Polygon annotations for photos
• • • • •

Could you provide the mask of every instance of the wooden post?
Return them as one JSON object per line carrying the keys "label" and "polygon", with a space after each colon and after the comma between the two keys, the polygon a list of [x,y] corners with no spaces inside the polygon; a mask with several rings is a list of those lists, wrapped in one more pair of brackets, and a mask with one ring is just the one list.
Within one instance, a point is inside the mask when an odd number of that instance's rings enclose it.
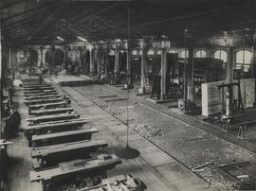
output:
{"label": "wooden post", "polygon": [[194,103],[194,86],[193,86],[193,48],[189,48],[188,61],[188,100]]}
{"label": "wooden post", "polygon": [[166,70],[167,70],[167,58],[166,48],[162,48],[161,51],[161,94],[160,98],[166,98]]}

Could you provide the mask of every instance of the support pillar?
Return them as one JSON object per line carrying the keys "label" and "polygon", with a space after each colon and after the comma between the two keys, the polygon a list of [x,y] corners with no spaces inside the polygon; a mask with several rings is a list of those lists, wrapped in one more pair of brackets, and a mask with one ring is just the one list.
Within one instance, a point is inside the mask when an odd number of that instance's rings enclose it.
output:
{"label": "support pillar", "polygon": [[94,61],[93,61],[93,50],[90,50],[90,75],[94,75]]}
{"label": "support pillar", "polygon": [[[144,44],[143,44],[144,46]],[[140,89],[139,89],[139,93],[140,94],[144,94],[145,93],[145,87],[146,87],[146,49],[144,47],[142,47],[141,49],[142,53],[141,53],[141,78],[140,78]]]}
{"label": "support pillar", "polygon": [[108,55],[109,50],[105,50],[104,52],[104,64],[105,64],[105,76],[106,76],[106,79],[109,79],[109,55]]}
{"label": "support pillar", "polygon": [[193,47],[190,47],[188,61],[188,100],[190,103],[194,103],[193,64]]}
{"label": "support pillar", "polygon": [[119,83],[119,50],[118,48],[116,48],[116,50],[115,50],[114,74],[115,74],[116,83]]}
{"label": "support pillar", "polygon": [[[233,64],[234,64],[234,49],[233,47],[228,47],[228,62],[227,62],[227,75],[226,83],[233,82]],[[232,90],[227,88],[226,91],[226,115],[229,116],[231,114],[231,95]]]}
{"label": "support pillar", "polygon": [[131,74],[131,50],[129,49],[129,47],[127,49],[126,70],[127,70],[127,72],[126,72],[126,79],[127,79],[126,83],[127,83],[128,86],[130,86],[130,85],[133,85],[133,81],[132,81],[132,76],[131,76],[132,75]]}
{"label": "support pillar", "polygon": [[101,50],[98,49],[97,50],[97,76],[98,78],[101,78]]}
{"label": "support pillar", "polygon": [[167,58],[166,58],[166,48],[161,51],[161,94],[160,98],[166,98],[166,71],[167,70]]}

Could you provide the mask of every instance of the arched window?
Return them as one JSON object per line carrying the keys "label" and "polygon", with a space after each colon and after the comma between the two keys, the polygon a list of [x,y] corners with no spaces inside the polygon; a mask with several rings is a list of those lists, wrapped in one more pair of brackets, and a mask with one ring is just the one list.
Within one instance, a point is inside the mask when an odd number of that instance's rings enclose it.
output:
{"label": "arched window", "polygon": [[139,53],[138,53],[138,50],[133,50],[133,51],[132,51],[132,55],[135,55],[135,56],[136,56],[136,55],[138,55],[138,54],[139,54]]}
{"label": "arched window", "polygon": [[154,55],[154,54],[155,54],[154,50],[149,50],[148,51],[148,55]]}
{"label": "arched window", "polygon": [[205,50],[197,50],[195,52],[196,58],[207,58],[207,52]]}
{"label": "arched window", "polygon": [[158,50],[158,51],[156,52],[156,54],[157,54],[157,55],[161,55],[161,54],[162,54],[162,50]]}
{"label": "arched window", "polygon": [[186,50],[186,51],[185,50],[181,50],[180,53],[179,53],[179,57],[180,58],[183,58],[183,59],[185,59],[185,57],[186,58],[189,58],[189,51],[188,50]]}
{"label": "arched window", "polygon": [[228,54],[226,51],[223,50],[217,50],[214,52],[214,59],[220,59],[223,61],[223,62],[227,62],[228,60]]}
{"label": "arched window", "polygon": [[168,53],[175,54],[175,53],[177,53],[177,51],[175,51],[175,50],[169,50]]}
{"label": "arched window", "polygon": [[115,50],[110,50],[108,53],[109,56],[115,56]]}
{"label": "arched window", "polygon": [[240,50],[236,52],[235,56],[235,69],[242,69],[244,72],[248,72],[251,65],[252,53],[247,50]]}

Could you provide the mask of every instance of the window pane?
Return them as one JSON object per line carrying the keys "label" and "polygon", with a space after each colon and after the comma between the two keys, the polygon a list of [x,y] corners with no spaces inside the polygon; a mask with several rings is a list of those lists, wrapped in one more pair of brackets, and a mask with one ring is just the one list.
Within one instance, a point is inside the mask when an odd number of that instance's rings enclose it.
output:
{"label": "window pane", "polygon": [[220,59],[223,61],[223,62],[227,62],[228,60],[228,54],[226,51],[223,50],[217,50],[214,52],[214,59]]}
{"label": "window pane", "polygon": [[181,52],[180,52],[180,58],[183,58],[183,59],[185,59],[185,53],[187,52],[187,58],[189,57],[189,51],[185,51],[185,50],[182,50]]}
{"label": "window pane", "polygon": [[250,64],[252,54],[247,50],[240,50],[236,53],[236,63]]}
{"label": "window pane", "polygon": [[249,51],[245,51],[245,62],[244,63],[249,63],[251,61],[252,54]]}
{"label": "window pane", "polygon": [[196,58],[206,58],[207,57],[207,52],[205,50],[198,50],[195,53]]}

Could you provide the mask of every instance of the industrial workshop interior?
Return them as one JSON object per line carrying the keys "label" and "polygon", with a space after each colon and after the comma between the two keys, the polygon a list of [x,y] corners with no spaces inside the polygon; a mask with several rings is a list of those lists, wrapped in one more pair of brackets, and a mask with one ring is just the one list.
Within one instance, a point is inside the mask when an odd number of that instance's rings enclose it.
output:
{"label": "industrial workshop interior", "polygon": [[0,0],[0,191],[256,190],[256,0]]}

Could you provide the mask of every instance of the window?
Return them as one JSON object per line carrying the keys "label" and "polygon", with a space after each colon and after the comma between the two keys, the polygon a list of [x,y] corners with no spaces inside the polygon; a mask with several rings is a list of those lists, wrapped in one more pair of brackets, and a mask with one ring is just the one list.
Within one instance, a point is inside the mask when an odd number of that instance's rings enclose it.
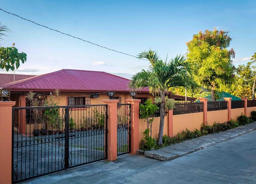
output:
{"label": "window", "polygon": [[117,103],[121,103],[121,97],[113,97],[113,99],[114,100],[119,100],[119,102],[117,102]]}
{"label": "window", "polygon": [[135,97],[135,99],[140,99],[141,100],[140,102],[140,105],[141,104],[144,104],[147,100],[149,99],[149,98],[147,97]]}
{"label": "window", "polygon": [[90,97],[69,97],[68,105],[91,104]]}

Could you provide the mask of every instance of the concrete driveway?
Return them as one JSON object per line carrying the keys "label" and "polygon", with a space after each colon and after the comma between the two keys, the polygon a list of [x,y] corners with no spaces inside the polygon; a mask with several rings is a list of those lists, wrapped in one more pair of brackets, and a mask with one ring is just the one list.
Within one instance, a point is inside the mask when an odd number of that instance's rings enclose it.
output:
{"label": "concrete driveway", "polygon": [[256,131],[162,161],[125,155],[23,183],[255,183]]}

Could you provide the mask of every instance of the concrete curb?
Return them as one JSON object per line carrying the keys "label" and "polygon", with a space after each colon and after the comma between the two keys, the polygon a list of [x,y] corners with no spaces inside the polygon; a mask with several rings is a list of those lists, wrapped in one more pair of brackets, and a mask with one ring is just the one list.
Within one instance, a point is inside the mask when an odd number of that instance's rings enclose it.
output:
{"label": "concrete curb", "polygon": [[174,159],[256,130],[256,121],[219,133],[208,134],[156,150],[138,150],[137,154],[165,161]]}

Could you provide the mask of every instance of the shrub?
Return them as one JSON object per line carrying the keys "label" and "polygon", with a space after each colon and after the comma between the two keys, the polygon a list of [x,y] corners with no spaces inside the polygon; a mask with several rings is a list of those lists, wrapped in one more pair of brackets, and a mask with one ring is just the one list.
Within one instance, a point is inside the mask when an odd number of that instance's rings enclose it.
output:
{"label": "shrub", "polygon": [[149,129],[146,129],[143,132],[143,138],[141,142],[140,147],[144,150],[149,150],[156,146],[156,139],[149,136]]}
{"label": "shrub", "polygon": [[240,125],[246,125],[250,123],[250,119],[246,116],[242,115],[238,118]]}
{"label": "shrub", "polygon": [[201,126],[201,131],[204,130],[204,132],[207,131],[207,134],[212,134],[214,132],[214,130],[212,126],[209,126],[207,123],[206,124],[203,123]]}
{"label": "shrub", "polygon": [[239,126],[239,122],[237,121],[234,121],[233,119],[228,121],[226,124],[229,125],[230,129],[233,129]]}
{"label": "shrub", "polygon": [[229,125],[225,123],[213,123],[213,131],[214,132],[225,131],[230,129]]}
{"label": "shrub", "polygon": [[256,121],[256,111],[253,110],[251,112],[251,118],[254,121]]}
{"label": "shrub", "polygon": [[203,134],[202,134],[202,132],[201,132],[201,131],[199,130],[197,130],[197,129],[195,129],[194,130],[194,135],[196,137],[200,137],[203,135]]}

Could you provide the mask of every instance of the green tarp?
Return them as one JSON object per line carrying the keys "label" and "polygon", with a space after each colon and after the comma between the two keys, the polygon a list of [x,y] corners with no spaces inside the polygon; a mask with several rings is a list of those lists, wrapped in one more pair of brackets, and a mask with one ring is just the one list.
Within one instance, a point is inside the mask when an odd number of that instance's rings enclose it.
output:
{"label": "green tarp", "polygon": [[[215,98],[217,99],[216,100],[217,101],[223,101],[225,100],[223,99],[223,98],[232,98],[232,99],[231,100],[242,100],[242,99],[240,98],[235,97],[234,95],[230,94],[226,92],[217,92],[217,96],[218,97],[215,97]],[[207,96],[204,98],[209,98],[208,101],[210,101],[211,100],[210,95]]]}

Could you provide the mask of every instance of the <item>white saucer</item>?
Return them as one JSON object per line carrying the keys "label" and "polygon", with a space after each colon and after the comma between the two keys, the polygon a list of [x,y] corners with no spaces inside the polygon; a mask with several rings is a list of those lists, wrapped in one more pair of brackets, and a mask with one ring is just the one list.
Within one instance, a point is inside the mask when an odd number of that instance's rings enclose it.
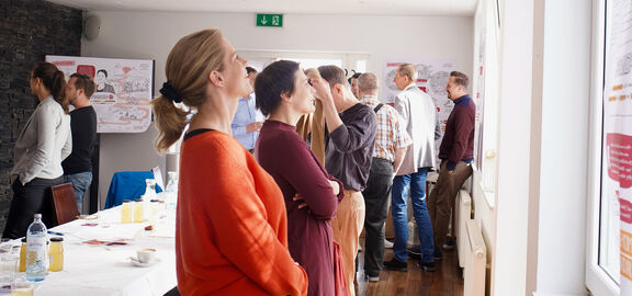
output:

• • • • •

▶ _What you should do_
All lines from the one holding "Could you provide the mask of every instance of the green" through the last line of the entries, and nothing else, are to be output exactly; leave out the pictures.

▶ _Exercise solution_
Could you provide the mask of every instance of the green tarp?
Return them as one JSON object per line carrying the keys "label" and "polygon", with a space after each colon and after the comma between the two keys, the polygon a list of [x,y] corners with no spaces inside the polygon; a mask with several rings is a list of those lists, wrapped in one more pair of brackets, and a mask with one ring is just the one list.
Within one instance, a point is inside the mask when an odd number of that instance's rings enclose it.
output:
{"label": "green tarp", "polygon": [[[215,98],[217,99],[216,100],[217,101],[223,101],[225,100],[223,99],[223,98],[232,98],[232,99],[231,100],[242,100],[242,99],[240,98],[235,97],[234,95],[230,94],[226,92],[217,92],[217,96],[218,97],[215,97]],[[207,96],[204,98],[209,98],[208,101],[210,101],[211,100],[210,95]]]}

Could you provide the mask of every instance of the <item>white saucer</item>?
Return them as one JSON object per line carrying the keys "label" and "polygon", with a space after each colon and after the comma between the two keys, the polygon a list of [x,y] corners with no spaces inside the polygon; a mask with several rings is a list of those lists, wrapped in one more pair of brackets, and a mask with one ring is just the one list.
Within one instance, a point is inside the mask when an odd number of that instance's rings enclose it.
output:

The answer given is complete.